-------- SELECTED EXCERPT

Some features are self-contained. Others cross enough systems that the changes have to land together, and the coordination becomes the hard part rather than any single change. Shipping an end-to-end conversational flight search was one of those. A user explores options through an AI assistant, selects one, and that selection saves into their booking basket. That single action spans three services and a frontend, and getting it working meant changing all of them roughly in parallel.
Building the flight options flow
The fare search service got improvements to how flight option data is structured in the conversational path. The previous structure had grown organically and was starting to show: handling and transforming it took more case-by-case logic than it should have. This pass cleaned up the data model, with consistent naming, clearer relationships between entities, and less special-casing at the edges, so downstream services and the frontend can work with it predictably.
The trip quote service got a new PATCH /quotes route for saving a selected option and merging it into an existing basket. It's a partial update. You're not replacing the basket, you're folding a selection into it, which is subtler than it sounds: the merge has to cope with a prior selection already existing, with new options conflicting with something already there, and with keeping the basket consistent throughout. What it accepts, what it returns, how it reports errors was most of the interesting work.

----------------

→ WRITTEN PROBLEM 1
Quote the records verbatim from the line with "of the locomotive" to the line with "of the utility", including both of those lines.

-------- PROVIDED RECORDS

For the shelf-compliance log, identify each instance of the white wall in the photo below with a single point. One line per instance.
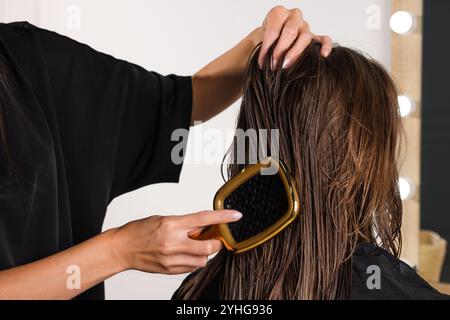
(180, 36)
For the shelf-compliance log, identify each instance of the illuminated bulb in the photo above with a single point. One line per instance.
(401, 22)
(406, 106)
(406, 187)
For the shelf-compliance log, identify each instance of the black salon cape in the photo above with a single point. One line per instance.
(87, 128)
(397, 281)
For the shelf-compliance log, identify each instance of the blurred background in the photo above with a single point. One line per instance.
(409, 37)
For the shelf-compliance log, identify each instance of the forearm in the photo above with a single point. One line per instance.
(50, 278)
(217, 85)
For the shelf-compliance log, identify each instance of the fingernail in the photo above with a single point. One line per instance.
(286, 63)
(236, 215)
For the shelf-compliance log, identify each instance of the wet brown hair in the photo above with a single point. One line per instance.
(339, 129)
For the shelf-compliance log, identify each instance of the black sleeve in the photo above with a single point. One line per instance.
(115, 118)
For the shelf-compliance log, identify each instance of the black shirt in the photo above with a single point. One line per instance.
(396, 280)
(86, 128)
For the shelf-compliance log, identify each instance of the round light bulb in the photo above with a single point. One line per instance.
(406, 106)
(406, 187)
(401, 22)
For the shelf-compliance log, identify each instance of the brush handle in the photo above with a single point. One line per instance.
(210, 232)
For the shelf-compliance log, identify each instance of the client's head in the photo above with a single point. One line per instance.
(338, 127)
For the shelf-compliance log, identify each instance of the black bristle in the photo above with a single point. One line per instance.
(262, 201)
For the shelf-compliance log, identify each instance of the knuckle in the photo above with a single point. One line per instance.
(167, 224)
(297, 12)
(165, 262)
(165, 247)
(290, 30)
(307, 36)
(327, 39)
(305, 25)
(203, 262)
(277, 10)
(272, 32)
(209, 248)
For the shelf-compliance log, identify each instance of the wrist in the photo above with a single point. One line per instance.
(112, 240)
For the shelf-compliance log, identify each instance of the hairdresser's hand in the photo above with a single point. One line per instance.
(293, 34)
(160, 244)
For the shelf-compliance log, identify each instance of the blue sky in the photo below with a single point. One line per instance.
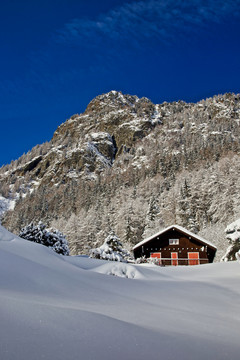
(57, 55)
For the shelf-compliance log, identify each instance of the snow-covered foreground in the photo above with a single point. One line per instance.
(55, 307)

----------------
-------- PROVIDED RECORDS

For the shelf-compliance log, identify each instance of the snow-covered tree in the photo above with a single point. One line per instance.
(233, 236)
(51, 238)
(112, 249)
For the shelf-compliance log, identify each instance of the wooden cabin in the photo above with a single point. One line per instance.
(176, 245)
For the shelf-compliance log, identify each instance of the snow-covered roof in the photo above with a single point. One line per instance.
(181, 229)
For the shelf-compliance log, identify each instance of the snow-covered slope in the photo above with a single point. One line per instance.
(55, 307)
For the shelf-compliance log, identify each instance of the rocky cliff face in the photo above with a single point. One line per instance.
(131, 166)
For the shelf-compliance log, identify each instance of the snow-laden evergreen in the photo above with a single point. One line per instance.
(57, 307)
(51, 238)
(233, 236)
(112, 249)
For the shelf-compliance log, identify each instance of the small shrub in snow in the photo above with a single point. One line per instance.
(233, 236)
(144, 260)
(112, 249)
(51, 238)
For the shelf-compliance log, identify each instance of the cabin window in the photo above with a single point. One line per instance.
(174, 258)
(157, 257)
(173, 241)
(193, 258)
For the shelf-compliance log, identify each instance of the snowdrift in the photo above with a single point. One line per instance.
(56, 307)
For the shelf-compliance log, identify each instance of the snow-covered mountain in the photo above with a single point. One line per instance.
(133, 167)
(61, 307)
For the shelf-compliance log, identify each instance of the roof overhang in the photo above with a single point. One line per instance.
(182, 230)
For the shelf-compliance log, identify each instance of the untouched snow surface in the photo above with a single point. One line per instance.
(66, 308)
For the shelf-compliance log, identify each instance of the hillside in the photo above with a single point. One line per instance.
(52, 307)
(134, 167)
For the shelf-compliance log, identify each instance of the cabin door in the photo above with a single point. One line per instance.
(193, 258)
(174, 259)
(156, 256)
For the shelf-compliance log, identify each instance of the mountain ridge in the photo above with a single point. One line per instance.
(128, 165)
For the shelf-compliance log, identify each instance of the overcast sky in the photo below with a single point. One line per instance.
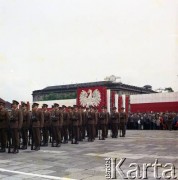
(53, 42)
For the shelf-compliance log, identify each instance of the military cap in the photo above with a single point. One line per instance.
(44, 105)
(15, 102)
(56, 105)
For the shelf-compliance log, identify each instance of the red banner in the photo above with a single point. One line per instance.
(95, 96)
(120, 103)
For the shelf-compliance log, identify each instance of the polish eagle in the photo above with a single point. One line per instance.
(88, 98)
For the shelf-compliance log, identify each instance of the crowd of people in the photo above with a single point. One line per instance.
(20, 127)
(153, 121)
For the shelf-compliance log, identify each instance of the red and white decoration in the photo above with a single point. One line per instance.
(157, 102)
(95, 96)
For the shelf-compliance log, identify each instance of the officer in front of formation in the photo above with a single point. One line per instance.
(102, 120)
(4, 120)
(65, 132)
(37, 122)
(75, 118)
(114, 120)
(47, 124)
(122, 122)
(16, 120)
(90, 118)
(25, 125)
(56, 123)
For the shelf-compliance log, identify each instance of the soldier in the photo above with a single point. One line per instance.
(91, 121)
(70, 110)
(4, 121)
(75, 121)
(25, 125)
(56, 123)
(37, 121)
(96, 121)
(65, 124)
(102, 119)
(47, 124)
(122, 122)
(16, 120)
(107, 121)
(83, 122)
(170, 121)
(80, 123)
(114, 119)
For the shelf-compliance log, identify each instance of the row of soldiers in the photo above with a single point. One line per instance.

----------------
-------- PROVIDED RECORDS

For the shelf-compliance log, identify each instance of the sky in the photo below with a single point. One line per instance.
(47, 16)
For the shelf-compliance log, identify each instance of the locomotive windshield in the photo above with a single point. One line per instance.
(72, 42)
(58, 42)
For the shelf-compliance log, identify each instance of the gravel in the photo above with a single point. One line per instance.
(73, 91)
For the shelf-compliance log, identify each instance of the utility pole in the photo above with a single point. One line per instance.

----------------

→ WRITTEN PROBLEM 2
Print the passage of the text about the flight search feature from "Building the flight" to "with it predictably.", word for word.

→ FULL ANSWER 1
For the shelf-compliance log, identify each instance of the locomotive windshield in the photo above with a single point. One line per instance.
(72, 42)
(58, 42)
For the shelf-compliance log, identify each instance of the gravel in the photo above with a single point. One line per instance.
(73, 91)
For the shelf-compliance log, identify each instance of the utility pole in the photo above with a single point. One line per instance.

→ FULL ANSWER 2
Building the flight options flow
The fare search service got improvements to how flight option data is structured in the conversational path. The previous structure had grown organically and was starting to show: handling and transforming it took more case-by-case logic than it should have. This pass cleaned up the data model, with consistent naming, clearer relationships between entities, and less special-casing at the edges, so downstream services and the frontend can work with it predictably.